OBJECTIVE: Output every line of the data below as a JSON list of strings, one string per line, with blank lines left out.

EXTRACTED DATA:
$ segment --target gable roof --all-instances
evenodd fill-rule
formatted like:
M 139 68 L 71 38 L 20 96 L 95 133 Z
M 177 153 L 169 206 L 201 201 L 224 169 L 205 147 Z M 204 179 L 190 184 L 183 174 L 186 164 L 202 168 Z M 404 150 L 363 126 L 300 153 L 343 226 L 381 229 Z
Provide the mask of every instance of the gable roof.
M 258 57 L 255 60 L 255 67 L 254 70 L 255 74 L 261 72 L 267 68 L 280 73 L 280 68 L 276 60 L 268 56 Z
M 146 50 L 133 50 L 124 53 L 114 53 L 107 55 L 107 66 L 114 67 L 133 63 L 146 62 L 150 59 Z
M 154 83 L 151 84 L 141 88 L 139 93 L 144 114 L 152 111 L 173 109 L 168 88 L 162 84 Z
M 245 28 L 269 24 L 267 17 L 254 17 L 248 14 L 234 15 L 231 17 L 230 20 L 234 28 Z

SOLUTION BELOW:
[
  "$ segment --target gable roof --all-instances",
  "evenodd fill-rule",
  "formatted like:",
  "M 139 68 L 71 38 L 20 96 L 95 133 Z",
  "M 177 153 L 169 206 L 201 201 L 224 169 L 205 147 Z M 204 179 L 190 184 L 183 174 L 186 164 L 202 168 Z M 404 150 L 363 126 L 300 153 L 343 226 L 381 229 Z",
  "Provide the mask of every instance of the gable roof.",
  "M 258 57 L 255 60 L 255 67 L 254 70 L 255 74 L 261 72 L 267 68 L 280 73 L 280 68 L 276 60 L 268 56 Z",
  "M 146 50 L 133 50 L 124 53 L 114 53 L 107 55 L 107 66 L 114 67 L 133 63 L 146 62 L 150 59 Z",
  "M 154 83 L 151 84 L 141 88 L 139 93 L 144 114 L 152 111 L 173 109 L 168 88 L 162 84 Z",
  "M 245 28 L 269 24 L 267 17 L 254 17 L 248 14 L 234 15 L 231 17 L 230 20 L 234 28 Z"
]